**Brief**
All lines with the word "Target" must be pulled from the entries below.

[Images for object localization]

▽

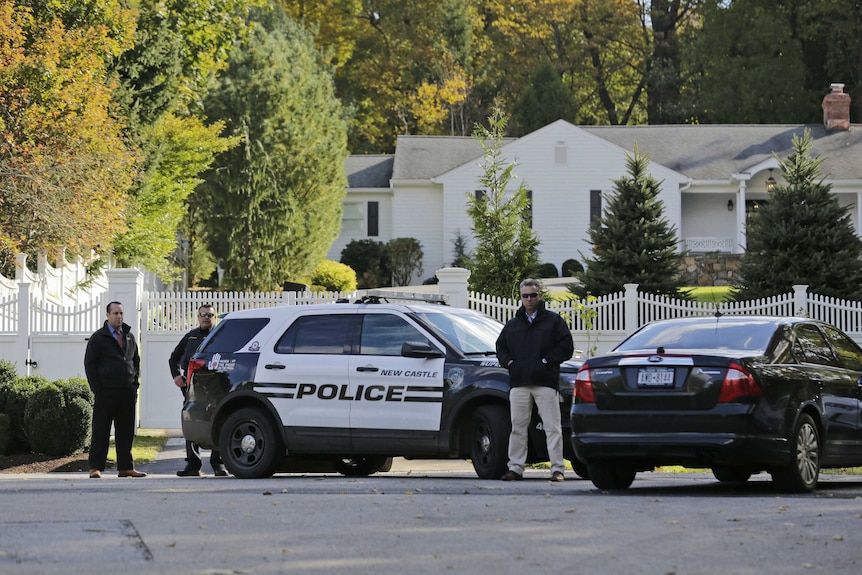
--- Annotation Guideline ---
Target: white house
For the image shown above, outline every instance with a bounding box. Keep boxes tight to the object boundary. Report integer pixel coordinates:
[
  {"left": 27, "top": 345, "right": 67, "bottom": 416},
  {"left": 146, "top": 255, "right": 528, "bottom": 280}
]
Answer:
[{"left": 328, "top": 84, "right": 862, "bottom": 284}]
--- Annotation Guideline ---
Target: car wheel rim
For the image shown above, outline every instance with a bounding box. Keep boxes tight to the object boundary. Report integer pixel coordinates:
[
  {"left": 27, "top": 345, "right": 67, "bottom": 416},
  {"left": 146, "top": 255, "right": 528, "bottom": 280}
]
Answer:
[
  {"left": 230, "top": 422, "right": 263, "bottom": 467},
  {"left": 796, "top": 422, "right": 818, "bottom": 485},
  {"left": 474, "top": 421, "right": 492, "bottom": 464}
]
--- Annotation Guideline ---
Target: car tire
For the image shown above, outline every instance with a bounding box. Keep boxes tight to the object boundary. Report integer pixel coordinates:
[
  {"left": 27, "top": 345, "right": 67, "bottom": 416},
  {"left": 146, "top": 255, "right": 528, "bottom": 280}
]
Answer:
[
  {"left": 333, "top": 456, "right": 393, "bottom": 477},
  {"left": 587, "top": 461, "right": 636, "bottom": 490},
  {"left": 712, "top": 467, "right": 752, "bottom": 483},
  {"left": 569, "top": 458, "right": 591, "bottom": 480},
  {"left": 469, "top": 405, "right": 511, "bottom": 479},
  {"left": 219, "top": 407, "right": 285, "bottom": 479},
  {"left": 770, "top": 413, "right": 820, "bottom": 493}
]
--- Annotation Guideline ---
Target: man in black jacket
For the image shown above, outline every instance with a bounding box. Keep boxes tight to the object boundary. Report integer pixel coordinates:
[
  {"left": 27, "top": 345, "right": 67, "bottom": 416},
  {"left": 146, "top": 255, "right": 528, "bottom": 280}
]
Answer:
[
  {"left": 169, "top": 303, "right": 227, "bottom": 477},
  {"left": 85, "top": 301, "right": 146, "bottom": 478},
  {"left": 496, "top": 279, "right": 574, "bottom": 482}
]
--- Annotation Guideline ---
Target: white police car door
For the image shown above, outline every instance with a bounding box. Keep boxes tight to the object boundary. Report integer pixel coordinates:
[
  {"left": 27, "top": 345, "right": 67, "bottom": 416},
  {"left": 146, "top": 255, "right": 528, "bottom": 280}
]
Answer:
[
  {"left": 348, "top": 310, "right": 446, "bottom": 434},
  {"left": 256, "top": 311, "right": 356, "bottom": 450}
]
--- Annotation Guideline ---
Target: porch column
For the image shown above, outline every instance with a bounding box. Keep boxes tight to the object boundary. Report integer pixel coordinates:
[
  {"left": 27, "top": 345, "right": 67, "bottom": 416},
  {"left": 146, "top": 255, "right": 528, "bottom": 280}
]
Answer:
[{"left": 736, "top": 180, "right": 747, "bottom": 253}]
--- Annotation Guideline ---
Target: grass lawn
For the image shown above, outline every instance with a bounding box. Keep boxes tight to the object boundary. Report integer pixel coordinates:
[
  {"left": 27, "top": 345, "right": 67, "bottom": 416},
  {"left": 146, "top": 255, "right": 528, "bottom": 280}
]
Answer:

△

**The answer**
Target: white house
Target: car wheel rim
Target: car tire
Target: man in black jacket
Target: white police car door
Target: porch column
Target: grass lawn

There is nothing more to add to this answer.